439 『地爆天星』

1.地爆天星

「そこまでしなくても!
 もうアナタの体が――!」

大規模な神羅天征を放ってそんなに間をおかず、
続けて大技を放とうとする長門を小南が気遣います。

「少し黙っていろ小南……。集中する。」

しかし長門は自分の身体への負担を厭わず、地爆天星に集中します。
天道の両掌の間に発生した黒い球塊。それを宙空へ放り上げます。
あるところで静止したそれは、
ブラックホールのように周囲の土塊や樹木、一切合財を吸い寄せ、
まるで星のような大きな球体をつくり、
重力を無視したように浮上し続けます。

「…相手は九尾だ……。手は抜けない。
 それに六道仙人の作ったと言われる月に比べれば……大した事はない。
 …とにかく…これで九尾捕獲完了だ。」

地が爆<は>ぜて天につくられた星。その名の通り、まるで星と見紛うばかりのそれに、
九尾を閉じ込めた長門は、ここまで消耗してまで、
この規模の地爆天星を放ったことをこう述べています。

「何でだ!? 何でこうなっちまう!?」

長門がつくった星に閉じ込められたナルト。
その精神世界で、ペインが問うた平和と憎しみをなくすことの答えがわからず、
頭を抱え込んでしまいます。

「分からねェ!! オレってばどうすりゃいい!?
 もう何も分からねェ!
 誰か助けてくれ! 答を教えてくれ!」

そんなナルトに九尾はその梟雄ぶりを発揮せんと
ぎらぎらとした眼差しを向けます。

「全てを壊せ。苦しむもの全てをなくせ。
 お前の心を全てワシに預けろ。
 そうすれば苦しみからお前を救ってやる。」

ナルトの腹にある九尾封印の中枢と思われる八卦の封印式が、
まるで血の涙を流すように黒く歪み破れます。
八本目の尾が現れ、その姿は筋骨格が再現されもはや九尾といっても過言ではありません。
地爆天星を突き破り、けたたましい咆哮をあげて目を見開くその姿に、
長門も驚嘆の念を禁じえないようです。
精神世界の中で九尾とナルトを隔てる檻に貼られた『封』の札。

====

#### 練習課題:
抜粋のうち「しかし長門は自分の身体への負担を厭わず」で始まる段落を、主な事実を残して箇条書きにまとめてください。

====

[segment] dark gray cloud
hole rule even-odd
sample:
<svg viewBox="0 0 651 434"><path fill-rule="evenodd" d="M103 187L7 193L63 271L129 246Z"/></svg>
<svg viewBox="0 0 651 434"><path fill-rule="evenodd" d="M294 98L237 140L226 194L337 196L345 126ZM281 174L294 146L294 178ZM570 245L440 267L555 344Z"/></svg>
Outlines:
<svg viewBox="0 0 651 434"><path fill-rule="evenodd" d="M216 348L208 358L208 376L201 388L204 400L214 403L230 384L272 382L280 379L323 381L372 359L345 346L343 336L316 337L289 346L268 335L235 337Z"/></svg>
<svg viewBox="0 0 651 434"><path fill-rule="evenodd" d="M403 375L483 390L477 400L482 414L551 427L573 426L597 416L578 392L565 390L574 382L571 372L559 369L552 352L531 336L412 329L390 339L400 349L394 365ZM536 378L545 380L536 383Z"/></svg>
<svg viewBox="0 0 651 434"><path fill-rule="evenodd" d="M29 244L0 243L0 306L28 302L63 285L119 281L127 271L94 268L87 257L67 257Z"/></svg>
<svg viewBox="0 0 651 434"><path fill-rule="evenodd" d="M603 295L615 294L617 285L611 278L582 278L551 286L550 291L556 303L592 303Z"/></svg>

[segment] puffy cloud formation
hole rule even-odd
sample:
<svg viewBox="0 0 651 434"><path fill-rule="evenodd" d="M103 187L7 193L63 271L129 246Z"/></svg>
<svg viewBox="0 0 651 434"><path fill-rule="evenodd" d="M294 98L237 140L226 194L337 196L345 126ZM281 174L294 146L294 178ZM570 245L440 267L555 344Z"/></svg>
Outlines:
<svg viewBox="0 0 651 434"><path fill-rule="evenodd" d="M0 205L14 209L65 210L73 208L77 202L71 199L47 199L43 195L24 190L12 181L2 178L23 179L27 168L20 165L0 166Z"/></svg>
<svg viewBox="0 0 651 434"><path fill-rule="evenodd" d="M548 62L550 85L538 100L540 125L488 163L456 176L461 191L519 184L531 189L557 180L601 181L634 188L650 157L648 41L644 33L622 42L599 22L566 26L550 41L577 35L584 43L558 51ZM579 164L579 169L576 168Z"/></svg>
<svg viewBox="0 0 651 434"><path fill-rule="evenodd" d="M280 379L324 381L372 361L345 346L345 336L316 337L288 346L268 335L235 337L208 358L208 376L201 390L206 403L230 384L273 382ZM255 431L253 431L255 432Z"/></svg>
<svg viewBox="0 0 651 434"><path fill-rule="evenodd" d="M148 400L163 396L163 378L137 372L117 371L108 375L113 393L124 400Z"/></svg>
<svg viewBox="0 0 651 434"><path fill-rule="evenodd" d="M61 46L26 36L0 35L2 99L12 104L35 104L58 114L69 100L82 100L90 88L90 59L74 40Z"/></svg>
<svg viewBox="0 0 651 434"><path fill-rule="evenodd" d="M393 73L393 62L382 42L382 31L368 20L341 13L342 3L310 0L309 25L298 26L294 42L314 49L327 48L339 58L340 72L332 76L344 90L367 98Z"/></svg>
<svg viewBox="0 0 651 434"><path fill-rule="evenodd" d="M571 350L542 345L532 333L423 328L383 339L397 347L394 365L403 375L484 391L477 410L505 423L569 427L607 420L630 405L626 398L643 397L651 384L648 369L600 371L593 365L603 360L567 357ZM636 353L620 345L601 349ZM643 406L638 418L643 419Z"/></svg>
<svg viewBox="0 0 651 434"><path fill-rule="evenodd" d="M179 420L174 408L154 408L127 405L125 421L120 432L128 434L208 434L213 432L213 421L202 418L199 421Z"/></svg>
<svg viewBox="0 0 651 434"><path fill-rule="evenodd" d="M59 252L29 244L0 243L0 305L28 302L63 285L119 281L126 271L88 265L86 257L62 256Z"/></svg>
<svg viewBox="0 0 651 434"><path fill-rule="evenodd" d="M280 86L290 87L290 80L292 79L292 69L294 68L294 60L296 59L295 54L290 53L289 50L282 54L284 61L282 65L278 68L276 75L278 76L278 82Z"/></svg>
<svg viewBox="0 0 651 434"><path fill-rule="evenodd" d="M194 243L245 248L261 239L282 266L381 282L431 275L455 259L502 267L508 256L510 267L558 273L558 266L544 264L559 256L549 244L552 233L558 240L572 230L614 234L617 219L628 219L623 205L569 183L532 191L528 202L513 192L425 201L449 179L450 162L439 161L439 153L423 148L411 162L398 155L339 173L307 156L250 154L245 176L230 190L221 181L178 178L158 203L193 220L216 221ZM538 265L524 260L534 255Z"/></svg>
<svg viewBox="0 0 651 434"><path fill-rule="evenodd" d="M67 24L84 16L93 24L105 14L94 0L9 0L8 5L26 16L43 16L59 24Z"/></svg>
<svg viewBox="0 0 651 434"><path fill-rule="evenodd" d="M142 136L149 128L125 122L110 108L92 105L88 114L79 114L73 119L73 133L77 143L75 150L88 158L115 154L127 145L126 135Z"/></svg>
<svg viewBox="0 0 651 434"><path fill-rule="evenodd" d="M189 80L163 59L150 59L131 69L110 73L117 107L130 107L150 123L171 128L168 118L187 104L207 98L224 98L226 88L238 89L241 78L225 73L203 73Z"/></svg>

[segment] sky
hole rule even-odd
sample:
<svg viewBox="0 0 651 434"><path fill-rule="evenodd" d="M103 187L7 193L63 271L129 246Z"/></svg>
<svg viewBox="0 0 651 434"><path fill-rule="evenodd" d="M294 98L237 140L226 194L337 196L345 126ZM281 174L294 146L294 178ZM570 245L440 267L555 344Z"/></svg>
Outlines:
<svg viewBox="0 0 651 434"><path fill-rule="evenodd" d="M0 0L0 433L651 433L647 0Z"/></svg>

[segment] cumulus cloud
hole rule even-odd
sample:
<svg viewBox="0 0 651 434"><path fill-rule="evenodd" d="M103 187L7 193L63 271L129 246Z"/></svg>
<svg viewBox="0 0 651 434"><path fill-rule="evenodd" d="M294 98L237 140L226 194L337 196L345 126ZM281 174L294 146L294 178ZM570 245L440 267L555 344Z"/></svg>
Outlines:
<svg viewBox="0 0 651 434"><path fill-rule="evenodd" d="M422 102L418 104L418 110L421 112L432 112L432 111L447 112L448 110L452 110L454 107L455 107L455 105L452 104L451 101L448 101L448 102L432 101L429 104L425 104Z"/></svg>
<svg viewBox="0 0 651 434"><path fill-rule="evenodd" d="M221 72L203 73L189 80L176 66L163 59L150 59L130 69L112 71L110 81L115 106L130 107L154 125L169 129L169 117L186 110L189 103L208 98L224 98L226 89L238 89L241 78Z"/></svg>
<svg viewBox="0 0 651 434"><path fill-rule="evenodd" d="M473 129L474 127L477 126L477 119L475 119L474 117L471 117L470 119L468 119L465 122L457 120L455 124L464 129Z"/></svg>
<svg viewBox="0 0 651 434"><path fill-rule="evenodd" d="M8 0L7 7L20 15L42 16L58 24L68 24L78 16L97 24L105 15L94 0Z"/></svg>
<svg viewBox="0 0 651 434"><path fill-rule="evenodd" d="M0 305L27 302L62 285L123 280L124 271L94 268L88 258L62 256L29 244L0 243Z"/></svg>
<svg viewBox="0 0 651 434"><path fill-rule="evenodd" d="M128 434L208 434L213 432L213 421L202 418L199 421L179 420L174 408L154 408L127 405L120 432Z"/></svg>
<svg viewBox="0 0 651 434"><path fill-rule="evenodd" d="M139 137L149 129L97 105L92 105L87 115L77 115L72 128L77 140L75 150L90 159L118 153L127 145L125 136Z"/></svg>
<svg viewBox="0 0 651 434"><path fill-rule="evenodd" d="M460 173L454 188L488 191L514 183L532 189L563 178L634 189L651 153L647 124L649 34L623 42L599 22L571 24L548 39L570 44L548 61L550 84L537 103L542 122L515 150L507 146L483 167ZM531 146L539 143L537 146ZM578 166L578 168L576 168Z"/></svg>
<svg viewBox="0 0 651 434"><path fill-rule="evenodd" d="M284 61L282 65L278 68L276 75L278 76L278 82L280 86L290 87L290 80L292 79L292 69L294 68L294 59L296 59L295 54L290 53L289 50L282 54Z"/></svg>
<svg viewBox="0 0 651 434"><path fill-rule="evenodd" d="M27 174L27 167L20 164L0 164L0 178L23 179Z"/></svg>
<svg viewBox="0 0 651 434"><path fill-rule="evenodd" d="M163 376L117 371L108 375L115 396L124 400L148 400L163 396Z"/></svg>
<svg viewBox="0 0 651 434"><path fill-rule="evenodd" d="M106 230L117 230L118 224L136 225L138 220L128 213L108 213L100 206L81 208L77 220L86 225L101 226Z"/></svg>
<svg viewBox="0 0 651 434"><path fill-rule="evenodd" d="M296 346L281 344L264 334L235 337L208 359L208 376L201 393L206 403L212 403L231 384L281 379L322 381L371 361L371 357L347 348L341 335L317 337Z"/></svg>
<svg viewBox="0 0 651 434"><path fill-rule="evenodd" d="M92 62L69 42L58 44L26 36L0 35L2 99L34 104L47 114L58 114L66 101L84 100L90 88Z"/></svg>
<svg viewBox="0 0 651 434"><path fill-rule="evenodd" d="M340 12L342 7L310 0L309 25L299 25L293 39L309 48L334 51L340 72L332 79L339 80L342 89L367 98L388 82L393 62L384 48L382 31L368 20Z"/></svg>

====

#### 完成課題:
・長門は自分の身体への負担を厭わず、地爆天星に集中する。
・天道の両掌の間に黒い球塊が発生し、それを宙空へ放り上げる。
・球塊はある所で静止し、ブラックホールのように周囲の土塊や樹木など一切合財を吸い寄せる。
・星のような大きな球体ができ、重力を無視したように浮上し続ける。